Short problem
Please format the listing below as a two-column CSV with the columns input and output, with one row for each input and its answer. Put each value in a single quoted field, replacing line breaks with spaces.

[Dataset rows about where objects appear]
================

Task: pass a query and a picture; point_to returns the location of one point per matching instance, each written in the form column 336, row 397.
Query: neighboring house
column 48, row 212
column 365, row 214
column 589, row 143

================

Result of this exercise
input,output
"Task: pass a query and a picture; point_to returns the location of one point per matching instance, each written in the form column 336, row 397. Query: neighboring house","column 48, row 212 column 365, row 214 column 589, row 143"